** EXCERPT **
((

Japan participated in a joint operation with British forces in autumn 1914 in the Siege of Tsingtao (Qingdao) to capture the Kiautschou Bay Leased Territory in China's Shandong Province. The Japanese Navy was tasked with pursuing and destroying the German East Asia Squadron and protection of the shipping lanes for Allied commerce in the Pacific and Indian Oceans. During the course of this operation, the Japanese Navy seized the German possessions in the Marianas, Carolines, Marshall Islands and Palau groups by October 1914.

After the end of World War I, the protectorate of German New Guinea was divided amongst the war's victors by the Treaty of Versailles. The southern part of the protectorate was mandated to come under Australian administration as the Territory of New Guinea, consisting of Kaiser-Wilhelmsland (the German territory on the island of New Guinea) and the German-controlled islands south of the equator. Meanwhile, Japanese occupation of the northern part of the protectorate, consisting of the Micronesian islands north of the equator, was formally recognized by the treaty. Japan was given a League of Nations Class C mandate to govern them, the C Class being assigned because the Mandates Commission regarded the islands as having "low cultural, economic and political development". The terms of the Mandate specified that the islands should be demilitarized and Japan should not extend its influence further into the Pacific. The Mandate was initially subject to yearly scrutiny by the Permanent Mandates Commission of the League of Nations in Geneva, though by the late 1920s Tokyo was rejecting requests for official visitation or international inspection. In 1933 Japan gave notice of withdrawal from the League of Nations, the withdrawal becoming effective two years later. As there was no legal requirement for Japan to be a League member for it to have a mandate over the islands, it continued to administer them and submitted annual reports to the League until the outbreak of World War II. The idea of reassigning the mandate was considered by the League and the great powers but proved to be impractical.

))

** DATASET **
((

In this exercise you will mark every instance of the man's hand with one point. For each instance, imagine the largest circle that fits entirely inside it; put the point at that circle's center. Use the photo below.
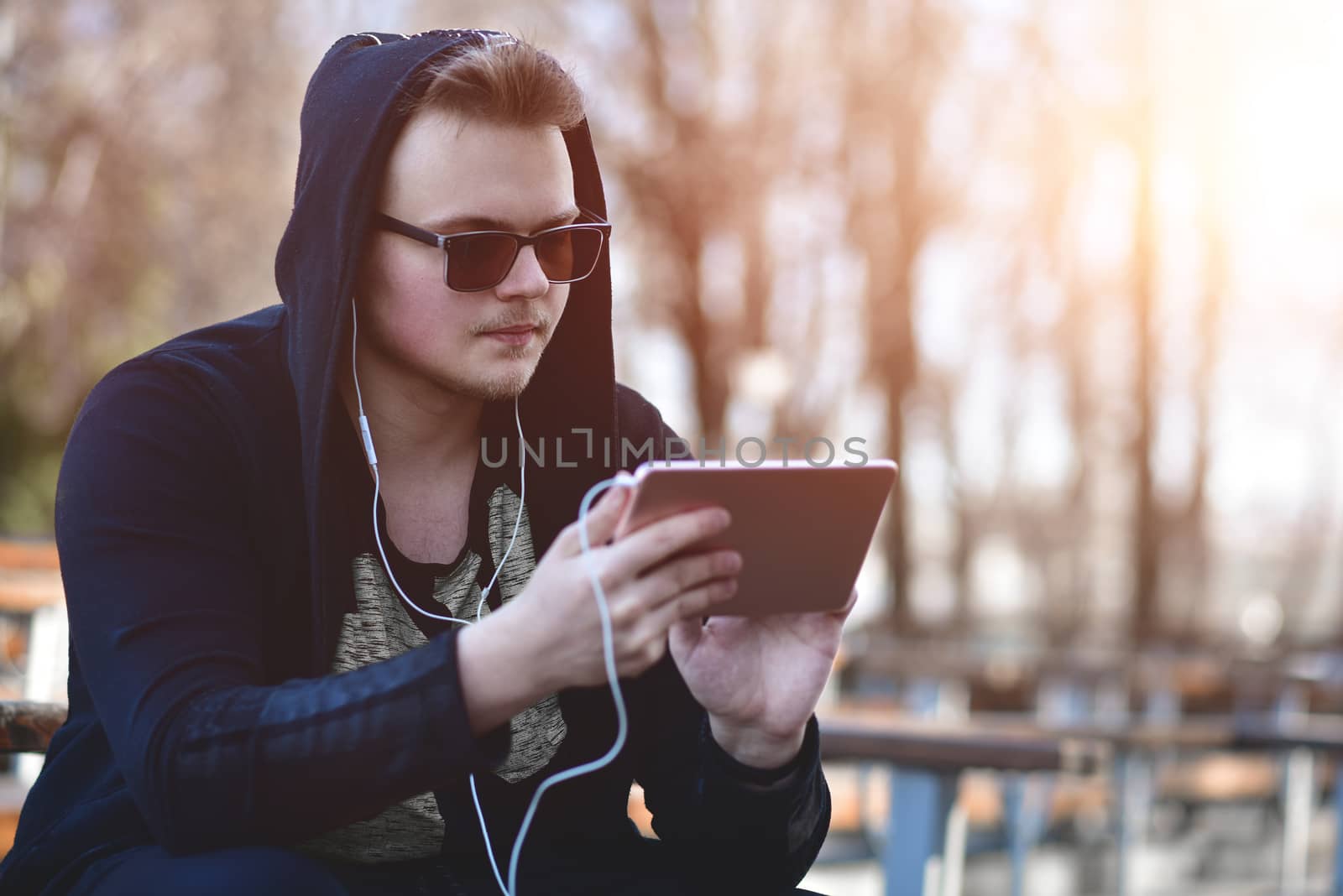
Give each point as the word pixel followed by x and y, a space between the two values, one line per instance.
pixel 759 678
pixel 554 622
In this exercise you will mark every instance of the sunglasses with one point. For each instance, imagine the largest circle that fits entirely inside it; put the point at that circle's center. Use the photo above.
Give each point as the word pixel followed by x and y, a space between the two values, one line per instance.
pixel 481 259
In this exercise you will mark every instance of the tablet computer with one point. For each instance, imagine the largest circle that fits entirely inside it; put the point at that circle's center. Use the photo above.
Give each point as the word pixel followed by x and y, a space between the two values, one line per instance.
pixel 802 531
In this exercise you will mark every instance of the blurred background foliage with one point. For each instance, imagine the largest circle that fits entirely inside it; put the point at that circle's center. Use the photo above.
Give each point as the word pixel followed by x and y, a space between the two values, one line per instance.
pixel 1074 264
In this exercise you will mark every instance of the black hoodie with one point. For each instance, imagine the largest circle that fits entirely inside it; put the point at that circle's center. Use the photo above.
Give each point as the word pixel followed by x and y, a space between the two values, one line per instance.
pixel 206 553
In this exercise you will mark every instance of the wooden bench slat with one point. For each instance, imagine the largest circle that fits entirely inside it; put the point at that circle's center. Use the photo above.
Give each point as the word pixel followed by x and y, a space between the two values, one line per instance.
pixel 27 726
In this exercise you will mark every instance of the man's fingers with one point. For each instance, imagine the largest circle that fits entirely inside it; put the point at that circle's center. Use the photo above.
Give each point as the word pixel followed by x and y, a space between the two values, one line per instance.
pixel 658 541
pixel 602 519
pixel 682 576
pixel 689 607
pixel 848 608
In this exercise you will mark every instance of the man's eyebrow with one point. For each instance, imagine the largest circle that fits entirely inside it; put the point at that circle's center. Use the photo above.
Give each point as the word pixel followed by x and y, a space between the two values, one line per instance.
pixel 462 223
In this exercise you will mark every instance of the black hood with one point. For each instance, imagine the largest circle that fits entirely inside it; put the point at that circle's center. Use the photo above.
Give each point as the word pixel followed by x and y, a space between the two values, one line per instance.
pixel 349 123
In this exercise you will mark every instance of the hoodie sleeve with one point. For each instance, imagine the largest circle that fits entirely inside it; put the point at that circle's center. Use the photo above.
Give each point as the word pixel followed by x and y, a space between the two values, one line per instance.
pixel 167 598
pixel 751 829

))

** TASK OBJECTIVE **
From the excerpt on Japan's Pacific islands, extract the part that opens with the words containing "Japan participated in" and closes with "by October 1914.". The data has no connection to the text about Japan's Pacific mandate.

** FINISHED TASK **
Japan participated in a joint operation with British forces in autumn 1914 in the Siege of Tsingtao (Qingdao) to capture the Kiautschou Bay Leased Territory in China's Shandong Province. The Japanese Navy was tasked with pursuing and destroying the German East Asia Squadron and protection of the shipping lanes for Allied commerce in the Pacific and Indian Oceans. During the course of this operation, the Japanese Navy seized the German possessions in the Marianas, Carolines, Marshall Islands and Palau groups by October 1914.